SUPPLIED DATA:
[start]
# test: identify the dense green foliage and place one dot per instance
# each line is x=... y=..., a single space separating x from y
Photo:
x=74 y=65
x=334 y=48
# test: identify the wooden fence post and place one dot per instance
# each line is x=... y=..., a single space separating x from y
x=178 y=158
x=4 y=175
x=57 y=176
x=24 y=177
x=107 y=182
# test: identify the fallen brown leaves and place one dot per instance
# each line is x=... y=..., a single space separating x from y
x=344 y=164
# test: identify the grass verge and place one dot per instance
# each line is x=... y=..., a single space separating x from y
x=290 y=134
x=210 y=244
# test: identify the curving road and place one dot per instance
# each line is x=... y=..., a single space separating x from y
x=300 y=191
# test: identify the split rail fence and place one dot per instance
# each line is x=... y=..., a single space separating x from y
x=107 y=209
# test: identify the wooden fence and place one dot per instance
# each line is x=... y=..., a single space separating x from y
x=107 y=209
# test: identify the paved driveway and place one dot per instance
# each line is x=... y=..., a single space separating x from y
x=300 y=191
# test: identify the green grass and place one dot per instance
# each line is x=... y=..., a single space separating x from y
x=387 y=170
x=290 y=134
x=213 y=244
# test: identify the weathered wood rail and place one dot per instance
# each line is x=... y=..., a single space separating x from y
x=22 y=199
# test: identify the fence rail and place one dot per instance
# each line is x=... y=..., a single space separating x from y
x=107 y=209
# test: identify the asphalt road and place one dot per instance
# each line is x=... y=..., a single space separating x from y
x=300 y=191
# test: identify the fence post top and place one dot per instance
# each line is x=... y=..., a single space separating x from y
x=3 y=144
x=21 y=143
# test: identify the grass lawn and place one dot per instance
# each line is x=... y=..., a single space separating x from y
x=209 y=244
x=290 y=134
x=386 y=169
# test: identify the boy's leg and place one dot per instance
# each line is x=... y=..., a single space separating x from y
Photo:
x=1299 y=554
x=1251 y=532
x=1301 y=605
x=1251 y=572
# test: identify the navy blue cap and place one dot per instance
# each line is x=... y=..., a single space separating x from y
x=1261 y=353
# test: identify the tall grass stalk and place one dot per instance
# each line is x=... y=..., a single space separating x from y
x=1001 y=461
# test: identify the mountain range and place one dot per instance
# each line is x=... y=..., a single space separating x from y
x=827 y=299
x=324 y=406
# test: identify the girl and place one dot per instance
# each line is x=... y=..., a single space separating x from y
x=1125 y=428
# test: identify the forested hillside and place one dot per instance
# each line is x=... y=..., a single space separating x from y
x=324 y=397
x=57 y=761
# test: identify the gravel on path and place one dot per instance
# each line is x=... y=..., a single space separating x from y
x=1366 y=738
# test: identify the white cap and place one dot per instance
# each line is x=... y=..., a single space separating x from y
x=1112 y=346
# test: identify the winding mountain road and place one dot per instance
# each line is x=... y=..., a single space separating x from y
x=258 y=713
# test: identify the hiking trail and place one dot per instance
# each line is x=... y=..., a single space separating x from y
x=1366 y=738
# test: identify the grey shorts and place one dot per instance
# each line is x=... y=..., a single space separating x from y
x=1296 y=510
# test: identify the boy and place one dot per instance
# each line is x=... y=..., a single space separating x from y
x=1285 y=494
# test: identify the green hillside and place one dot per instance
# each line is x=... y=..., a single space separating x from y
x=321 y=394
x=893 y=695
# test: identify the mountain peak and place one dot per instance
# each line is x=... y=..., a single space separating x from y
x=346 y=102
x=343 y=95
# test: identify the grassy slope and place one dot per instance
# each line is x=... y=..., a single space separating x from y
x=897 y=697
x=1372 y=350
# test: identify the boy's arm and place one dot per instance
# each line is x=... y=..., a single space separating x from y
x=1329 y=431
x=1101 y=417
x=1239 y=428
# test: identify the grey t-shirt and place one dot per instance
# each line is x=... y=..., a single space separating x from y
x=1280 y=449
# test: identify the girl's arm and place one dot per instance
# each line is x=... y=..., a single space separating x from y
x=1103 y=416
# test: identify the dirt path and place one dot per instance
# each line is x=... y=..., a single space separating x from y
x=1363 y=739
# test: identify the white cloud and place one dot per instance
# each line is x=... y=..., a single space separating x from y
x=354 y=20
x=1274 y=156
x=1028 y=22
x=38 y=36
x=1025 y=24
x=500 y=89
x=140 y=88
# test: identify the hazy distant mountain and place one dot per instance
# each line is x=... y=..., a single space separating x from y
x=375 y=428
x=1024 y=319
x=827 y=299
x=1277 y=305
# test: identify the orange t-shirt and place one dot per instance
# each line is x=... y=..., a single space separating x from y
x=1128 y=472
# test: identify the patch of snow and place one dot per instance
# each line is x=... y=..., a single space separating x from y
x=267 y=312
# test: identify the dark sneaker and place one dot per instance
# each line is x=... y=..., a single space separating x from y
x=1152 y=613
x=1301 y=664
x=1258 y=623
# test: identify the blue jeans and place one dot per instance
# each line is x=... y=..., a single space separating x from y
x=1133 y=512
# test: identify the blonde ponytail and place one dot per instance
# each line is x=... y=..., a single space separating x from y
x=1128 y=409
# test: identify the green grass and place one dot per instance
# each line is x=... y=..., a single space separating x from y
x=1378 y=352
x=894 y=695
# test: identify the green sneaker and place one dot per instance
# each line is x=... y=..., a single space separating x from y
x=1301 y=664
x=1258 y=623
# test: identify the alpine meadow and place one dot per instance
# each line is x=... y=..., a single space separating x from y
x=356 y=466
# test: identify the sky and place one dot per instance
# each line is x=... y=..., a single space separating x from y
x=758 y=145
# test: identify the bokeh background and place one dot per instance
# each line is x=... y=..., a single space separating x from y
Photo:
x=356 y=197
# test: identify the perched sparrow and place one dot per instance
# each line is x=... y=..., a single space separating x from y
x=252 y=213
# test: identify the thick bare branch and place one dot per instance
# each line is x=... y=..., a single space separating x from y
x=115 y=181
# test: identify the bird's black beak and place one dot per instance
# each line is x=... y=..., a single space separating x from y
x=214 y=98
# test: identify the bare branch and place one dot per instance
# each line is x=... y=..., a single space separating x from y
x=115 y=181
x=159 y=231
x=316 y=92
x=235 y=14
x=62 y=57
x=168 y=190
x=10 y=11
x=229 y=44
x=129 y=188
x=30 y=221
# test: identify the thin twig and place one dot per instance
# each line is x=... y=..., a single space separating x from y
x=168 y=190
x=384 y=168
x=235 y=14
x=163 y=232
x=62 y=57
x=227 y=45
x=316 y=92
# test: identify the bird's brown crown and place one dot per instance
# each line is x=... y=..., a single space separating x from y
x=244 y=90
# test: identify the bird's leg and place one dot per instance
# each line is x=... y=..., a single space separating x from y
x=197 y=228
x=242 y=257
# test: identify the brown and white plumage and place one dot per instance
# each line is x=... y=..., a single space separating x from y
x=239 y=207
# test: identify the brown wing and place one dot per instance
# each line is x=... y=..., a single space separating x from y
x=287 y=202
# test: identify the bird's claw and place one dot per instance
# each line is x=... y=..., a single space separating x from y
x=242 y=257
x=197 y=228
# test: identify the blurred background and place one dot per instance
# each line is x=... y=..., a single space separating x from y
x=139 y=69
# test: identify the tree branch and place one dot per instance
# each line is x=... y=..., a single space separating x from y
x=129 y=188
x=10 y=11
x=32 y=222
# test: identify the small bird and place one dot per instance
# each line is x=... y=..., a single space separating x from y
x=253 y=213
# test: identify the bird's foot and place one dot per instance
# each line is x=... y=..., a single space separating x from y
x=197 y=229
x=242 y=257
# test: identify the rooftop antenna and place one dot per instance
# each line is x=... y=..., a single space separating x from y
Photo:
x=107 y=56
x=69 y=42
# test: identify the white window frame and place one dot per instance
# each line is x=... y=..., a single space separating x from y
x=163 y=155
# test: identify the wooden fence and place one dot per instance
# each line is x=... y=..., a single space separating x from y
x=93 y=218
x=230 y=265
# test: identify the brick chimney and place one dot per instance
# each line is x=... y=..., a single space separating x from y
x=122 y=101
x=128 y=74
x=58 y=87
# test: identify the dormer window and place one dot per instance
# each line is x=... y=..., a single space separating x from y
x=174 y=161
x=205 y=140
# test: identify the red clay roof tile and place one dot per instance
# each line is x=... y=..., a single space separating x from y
[end]
WHAT YOU NEED TO DO: Starting with the line containing "# test: identify the tall" and going on through the line containing "x=893 y=695", copy those entries out again, request lines included, and shift every x and y coordinate up by 59.

ANSWER TO THIS EXERCISE:
# test: identify the tall grass stalk and place one dot per instance
# each line is x=... y=..., a single space separating x from y
x=1060 y=520
# test: identify the mountain range and place one dot per instance
# each line is x=... y=..., a single space separating x from y
x=886 y=358
x=383 y=465
# test: identify the girl and place one dot per instance
# each line is x=... y=..., a single space separating x from y
x=1184 y=487
# test: identify the forested hillside and place one dot per instance
# each line is x=... y=..., a single space separating x from y
x=383 y=456
x=116 y=820
# test: identify the gravel on path and place one dot per instance
# each line is x=... y=..., a single space separating x from y
x=1425 y=797
# test: identify the white cap and place one dot per instance
# each line is x=... y=..., a single space separating x from y
x=1171 y=405
# test: identify the winding mountain road and place one dot per instance
# each line is x=... y=..., a single space separating x from y
x=317 y=772
# test: identify the hiking trail and place one dot per instance
# each line is x=... y=..., a single space separating x from y
x=1425 y=797
# test: identify the grey shorts and place one dot per instance
# each line is x=... y=..., a single space separating x from y
x=1355 y=569
# test: identify the boy and place one dot per instance
# each line is x=... y=..., a single space separating x from y
x=1344 y=553
# test: identify the green hillside and place one dot per instance
# each line is x=... y=..., a single space separating x from y
x=380 y=453
x=952 y=754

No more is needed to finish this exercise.